DATA EXTRACTS -
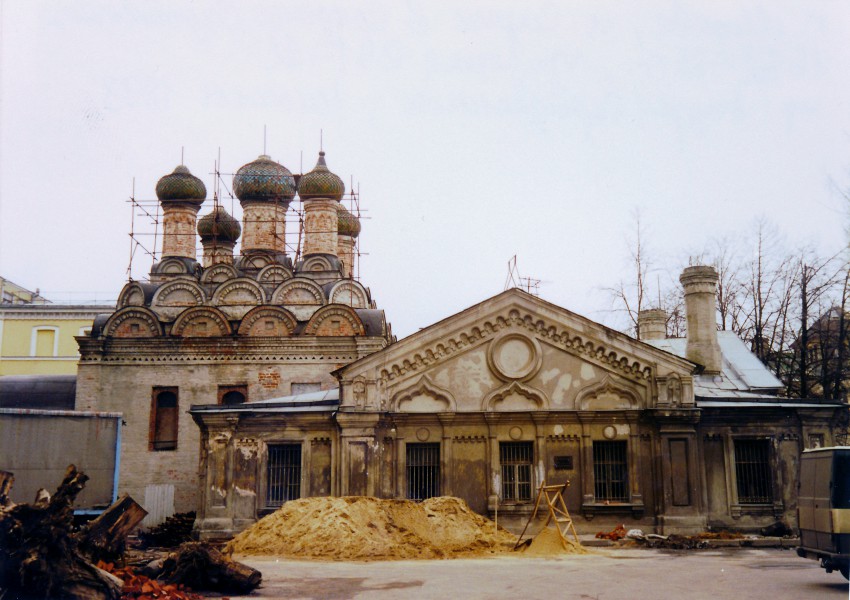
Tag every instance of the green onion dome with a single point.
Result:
(181, 186)
(348, 224)
(219, 225)
(264, 180)
(321, 183)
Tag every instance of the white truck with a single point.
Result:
(823, 507)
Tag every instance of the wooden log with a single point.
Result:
(104, 537)
(40, 558)
(200, 566)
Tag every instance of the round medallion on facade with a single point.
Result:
(348, 224)
(321, 183)
(264, 180)
(514, 356)
(181, 186)
(219, 225)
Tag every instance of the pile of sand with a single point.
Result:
(365, 528)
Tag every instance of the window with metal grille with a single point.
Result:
(611, 471)
(752, 471)
(516, 459)
(163, 424)
(423, 471)
(284, 474)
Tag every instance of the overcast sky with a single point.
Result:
(475, 131)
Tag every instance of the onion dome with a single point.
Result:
(181, 186)
(219, 225)
(264, 180)
(348, 224)
(321, 183)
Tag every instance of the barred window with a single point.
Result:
(516, 459)
(611, 471)
(423, 471)
(284, 474)
(752, 471)
(163, 424)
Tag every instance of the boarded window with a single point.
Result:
(284, 474)
(752, 471)
(232, 394)
(163, 435)
(306, 388)
(45, 342)
(610, 471)
(516, 459)
(423, 471)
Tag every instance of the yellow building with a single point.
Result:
(38, 339)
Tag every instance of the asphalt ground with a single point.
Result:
(605, 574)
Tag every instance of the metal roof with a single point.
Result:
(38, 391)
(742, 374)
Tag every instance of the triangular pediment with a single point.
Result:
(519, 352)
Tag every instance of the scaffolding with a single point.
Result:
(146, 220)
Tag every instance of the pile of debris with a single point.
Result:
(670, 542)
(365, 528)
(174, 531)
(41, 556)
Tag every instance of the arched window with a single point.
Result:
(164, 411)
(232, 394)
(233, 397)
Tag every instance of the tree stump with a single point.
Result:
(199, 566)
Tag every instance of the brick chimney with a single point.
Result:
(700, 284)
(652, 324)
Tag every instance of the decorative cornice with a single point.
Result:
(313, 327)
(577, 345)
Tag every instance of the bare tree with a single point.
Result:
(629, 297)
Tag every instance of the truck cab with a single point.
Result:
(823, 507)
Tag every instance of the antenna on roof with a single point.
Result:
(658, 283)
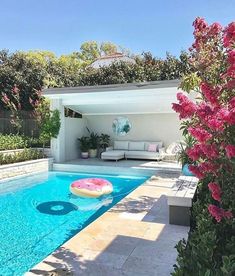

WHAT THE EXERCISE ASKS -
Every line in the records above that contains the word "onion" should be copied out.

YOUR RESPONSE -
Tag every instance of the green onion dome with a single point.
Tag every instance of the onion dome with a single point.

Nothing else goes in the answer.